DIRECTIONS.
Below you will find a set of lines. Repeat them all exactly.

DATA IN THIS EXERCISE.

____________

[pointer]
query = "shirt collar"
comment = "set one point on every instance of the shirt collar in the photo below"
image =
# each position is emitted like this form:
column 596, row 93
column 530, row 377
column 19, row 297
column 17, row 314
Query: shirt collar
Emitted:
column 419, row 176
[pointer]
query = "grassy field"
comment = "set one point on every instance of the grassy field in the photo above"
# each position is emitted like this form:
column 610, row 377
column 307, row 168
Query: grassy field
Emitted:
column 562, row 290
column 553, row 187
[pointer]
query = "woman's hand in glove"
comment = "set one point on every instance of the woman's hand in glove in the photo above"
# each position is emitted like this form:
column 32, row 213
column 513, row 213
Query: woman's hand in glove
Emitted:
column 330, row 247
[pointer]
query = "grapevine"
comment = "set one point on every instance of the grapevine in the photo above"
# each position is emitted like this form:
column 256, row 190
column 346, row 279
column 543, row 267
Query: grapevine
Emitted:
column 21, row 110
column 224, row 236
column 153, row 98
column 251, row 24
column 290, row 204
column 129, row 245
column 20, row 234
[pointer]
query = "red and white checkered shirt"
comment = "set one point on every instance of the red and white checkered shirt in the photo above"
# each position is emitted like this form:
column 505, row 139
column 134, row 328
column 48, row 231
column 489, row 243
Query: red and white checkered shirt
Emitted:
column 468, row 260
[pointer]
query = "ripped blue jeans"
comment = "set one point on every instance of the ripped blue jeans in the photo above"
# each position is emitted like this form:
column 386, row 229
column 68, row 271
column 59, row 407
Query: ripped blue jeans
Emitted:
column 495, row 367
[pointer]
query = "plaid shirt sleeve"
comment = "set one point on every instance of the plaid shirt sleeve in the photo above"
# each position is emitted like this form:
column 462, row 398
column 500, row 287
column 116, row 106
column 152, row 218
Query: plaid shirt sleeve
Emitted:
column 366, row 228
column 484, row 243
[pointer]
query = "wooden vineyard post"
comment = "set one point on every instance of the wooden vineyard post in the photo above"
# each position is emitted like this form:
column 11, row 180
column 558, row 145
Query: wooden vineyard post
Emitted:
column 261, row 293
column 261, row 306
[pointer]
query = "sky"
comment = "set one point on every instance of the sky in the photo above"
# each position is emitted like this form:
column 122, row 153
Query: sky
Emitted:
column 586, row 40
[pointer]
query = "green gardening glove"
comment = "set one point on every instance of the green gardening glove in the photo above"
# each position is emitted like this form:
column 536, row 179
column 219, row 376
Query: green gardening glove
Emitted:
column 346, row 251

____________

COMPLETE ANSWER.
[pointer]
query = "shirt collar"
comment = "set one point on every instance of the shirt collar in the photo below"
image =
# each position is emitted like this form:
column 596, row 93
column 530, row 377
column 19, row 297
column 17, row 314
Query: shirt collar
Emitted:
column 419, row 176
[pointer]
query = "grassy field"
comment = "set one point on every instance of the grassy field in the photo above"
# each position is emitted like this form:
column 610, row 377
column 307, row 168
Query: grassy field
Emitted:
column 562, row 290
column 553, row 187
[pointer]
query = "woman's hand in glove"
comment = "set one point on every instance of the woman's hand in glove in the photo above"
# each position is emitted like this form:
column 32, row 213
column 513, row 213
Query: woman's hand in glove
Emitted:
column 330, row 247
[pointer]
query = "grapevine"
comment = "set one point on every instance of the grapevine in the photo above"
# each position is emitted like this form:
column 256, row 190
column 346, row 279
column 543, row 267
Query: grapevine
Emitted:
column 21, row 110
column 224, row 236
column 153, row 98
column 251, row 24
column 290, row 204
column 129, row 245
column 20, row 234
[pointer]
query = "red and white checkered shirt"
comment = "set one point on every instance of the red and white checkered shirt in the photo above"
# each position is emitted like this form:
column 505, row 139
column 134, row 328
column 48, row 231
column 489, row 243
Query: red and white checkered shirt
Emitted:
column 468, row 260
[pointer]
query = "ripped blue jeans"
comment = "set one point on every instance of the ripped blue jeans in the photo above"
# each position is emitted like this form:
column 386, row 229
column 68, row 271
column 59, row 407
Query: ripped blue jeans
Emitted:
column 495, row 367
[pointer]
query = "plaid shirt sleeve"
comment = "set one point on every instance of the plaid shirt sleeve in the photo above"
# each position is emitted like this form:
column 462, row 398
column 500, row 287
column 116, row 106
column 152, row 218
Query: plaid shirt sleeve
Emitted:
column 366, row 228
column 484, row 243
[pointer]
query = "wooden vineyard post"
comment = "set one point on every instance of the wooden vineyard post in the photo above"
# each position is emitted like this form:
column 11, row 180
column 558, row 145
Query: wooden vineyard post
Emitted:
column 261, row 293
column 261, row 306
[pointer]
query = "sky"
comment = "set one point on every instance of the sky in the photo above"
# each position is emitted like this form:
column 122, row 153
Query: sky
Emitted:
column 586, row 40
[pointer]
query = "green gardening glove"
comment = "set one point on every instance of the green gardening glove in the photo above"
# each position is emitted like this form:
column 536, row 179
column 219, row 376
Query: green gardening glove
Emitted:
column 346, row 251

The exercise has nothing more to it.